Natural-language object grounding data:
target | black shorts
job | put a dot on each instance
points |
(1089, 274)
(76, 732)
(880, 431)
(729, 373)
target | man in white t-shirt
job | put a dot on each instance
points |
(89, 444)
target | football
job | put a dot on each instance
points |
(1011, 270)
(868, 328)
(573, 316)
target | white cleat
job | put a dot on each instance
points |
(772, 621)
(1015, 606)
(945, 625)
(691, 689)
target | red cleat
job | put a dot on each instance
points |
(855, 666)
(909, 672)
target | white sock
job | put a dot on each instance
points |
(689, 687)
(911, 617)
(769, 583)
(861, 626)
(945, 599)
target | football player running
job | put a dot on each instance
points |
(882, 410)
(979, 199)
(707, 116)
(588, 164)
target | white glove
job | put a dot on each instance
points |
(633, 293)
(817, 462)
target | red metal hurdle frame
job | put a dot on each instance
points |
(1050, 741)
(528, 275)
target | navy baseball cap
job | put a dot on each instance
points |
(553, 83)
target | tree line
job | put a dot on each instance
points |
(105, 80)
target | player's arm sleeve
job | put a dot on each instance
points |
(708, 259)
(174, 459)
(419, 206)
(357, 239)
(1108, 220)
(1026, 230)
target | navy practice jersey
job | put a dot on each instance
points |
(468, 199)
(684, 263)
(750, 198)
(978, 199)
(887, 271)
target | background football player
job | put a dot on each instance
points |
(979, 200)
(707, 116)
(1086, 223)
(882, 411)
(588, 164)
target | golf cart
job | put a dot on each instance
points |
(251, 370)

TASK INSTRUCTIONS: From the line containing "target | tree line" to the final line of the data, repeat each line exactly. Include both ends.

ANSWER FOR THIS EXERCISE:
target | tree line
job | put a dot on each instance
points |
(105, 80)
target | player's arm sleeve
job | put a dot on each instance
points |
(708, 259)
(174, 459)
(419, 206)
(357, 239)
(1108, 220)
(1026, 230)
target | navy practice jersey
job | put a dot on each instance
points |
(468, 199)
(684, 263)
(750, 198)
(978, 199)
(887, 271)
target | background football player
job | put a dot on each instance
points |
(979, 200)
(707, 116)
(1086, 223)
(882, 411)
(588, 164)
target | golf cart
job | put a dot on each instance
points |
(251, 370)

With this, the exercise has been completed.